• [Provided data]
★ ★ ★ ★

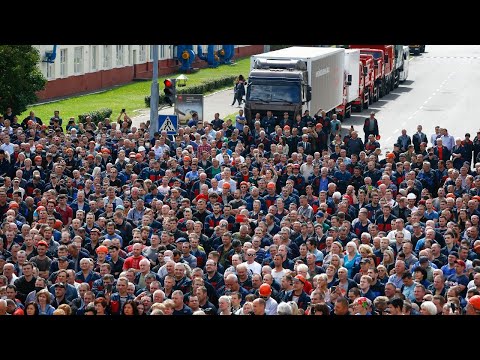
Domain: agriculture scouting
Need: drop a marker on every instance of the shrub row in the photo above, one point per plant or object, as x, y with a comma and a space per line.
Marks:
96, 115
201, 88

★ ★ ★ ★

• [Task to carry out] Return every record above word for word, leaving out the pictures.

• [Response]
Domain: agriculture scouting
Need: drop a marker on every instance of the shrub row in the photo above, one point per plant or object, as x, y with a comma and a space per line.
Marks:
96, 115
201, 88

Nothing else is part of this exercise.